Task statement | Every record below needs to be printed again exactly.

(Point localization data)

•••

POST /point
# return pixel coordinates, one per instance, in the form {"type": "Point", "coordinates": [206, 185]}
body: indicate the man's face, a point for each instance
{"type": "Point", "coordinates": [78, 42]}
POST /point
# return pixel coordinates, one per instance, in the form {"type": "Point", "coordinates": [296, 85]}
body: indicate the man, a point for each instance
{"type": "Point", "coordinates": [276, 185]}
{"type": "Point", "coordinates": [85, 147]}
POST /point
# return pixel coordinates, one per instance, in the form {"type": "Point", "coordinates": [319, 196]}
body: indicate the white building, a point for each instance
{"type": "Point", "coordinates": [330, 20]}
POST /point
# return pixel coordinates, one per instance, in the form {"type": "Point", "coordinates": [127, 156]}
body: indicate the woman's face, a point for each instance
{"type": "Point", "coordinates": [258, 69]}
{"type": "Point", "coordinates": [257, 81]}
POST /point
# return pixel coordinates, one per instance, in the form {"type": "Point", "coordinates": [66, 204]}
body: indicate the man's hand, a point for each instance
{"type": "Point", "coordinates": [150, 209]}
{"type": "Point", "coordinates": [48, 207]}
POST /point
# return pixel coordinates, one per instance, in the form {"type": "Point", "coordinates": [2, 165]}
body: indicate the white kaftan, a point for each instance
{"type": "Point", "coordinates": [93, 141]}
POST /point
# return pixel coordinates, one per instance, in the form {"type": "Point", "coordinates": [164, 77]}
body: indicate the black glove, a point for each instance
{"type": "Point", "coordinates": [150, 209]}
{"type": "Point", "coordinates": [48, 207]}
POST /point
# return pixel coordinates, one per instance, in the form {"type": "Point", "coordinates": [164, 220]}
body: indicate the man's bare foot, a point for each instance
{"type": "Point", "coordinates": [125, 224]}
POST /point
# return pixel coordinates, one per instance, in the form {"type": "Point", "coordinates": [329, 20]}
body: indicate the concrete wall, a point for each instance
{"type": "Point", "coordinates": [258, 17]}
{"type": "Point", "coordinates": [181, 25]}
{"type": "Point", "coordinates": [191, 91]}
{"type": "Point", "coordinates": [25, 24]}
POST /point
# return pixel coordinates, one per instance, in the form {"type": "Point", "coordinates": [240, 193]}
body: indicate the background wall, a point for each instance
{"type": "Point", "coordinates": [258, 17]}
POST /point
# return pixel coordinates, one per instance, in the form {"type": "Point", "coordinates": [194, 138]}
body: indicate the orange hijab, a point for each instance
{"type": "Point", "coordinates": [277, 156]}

•••

Finished task |
POST /point
# return pixel coordinates, one per instance, in the form {"type": "Point", "coordinates": [206, 185]}
body: indicate the man's face, a point for each instance
{"type": "Point", "coordinates": [78, 42]}
POST /point
# return pixel coordinates, one per instance, in the form {"type": "Point", "coordinates": [296, 85]}
body: indicate the man, a point for each instance
{"type": "Point", "coordinates": [276, 185]}
{"type": "Point", "coordinates": [85, 147]}
POST /point
# return pixel coordinates, one per instance, in the form {"type": "Point", "coordinates": [319, 196]}
body: indicate the white building, a point for each instance
{"type": "Point", "coordinates": [330, 20]}
POST /point
# return pixel coordinates, one per instance, in the form {"type": "Point", "coordinates": [127, 156]}
body: indicate the woman's face, a point for each instance
{"type": "Point", "coordinates": [258, 69]}
{"type": "Point", "coordinates": [257, 81]}
POST /point
# return pixel coordinates, one per instance, in the form {"type": "Point", "coordinates": [66, 204]}
body: indicate the man's hand, a point for each instance
{"type": "Point", "coordinates": [150, 209]}
{"type": "Point", "coordinates": [48, 207]}
POST /point
# return pixel coordinates, one per instance, in the form {"type": "Point", "coordinates": [2, 165]}
body: indicate the white kaftan, a point for each instance
{"type": "Point", "coordinates": [93, 141]}
POST /point
# return pixel coordinates, one per instance, in the form {"type": "Point", "coordinates": [164, 77]}
body: indicate the black glove, a point for each instance
{"type": "Point", "coordinates": [150, 209]}
{"type": "Point", "coordinates": [48, 207]}
POST /point
# return pixel coordinates, one per instance, in the form {"type": "Point", "coordinates": [164, 220]}
body: indicate the man's bare foot, a point for each instance
{"type": "Point", "coordinates": [125, 224]}
POST /point
# return pixel coordinates, one per instance, in the form {"type": "Point", "coordinates": [329, 20]}
body: indicate the concrete wall, a point for each instance
{"type": "Point", "coordinates": [258, 17]}
{"type": "Point", "coordinates": [181, 25]}
{"type": "Point", "coordinates": [191, 91]}
{"type": "Point", "coordinates": [25, 24]}
POST /point
# return pixel coordinates, one per instance, in the form {"type": "Point", "coordinates": [240, 193]}
body: indicate the background wall, a point for each instance
{"type": "Point", "coordinates": [258, 17]}
POST /point
# return pixel coordinates, one per instance, in the form {"type": "Point", "coordinates": [194, 138]}
body: indicate the orange hijab, a point for each instance
{"type": "Point", "coordinates": [277, 156]}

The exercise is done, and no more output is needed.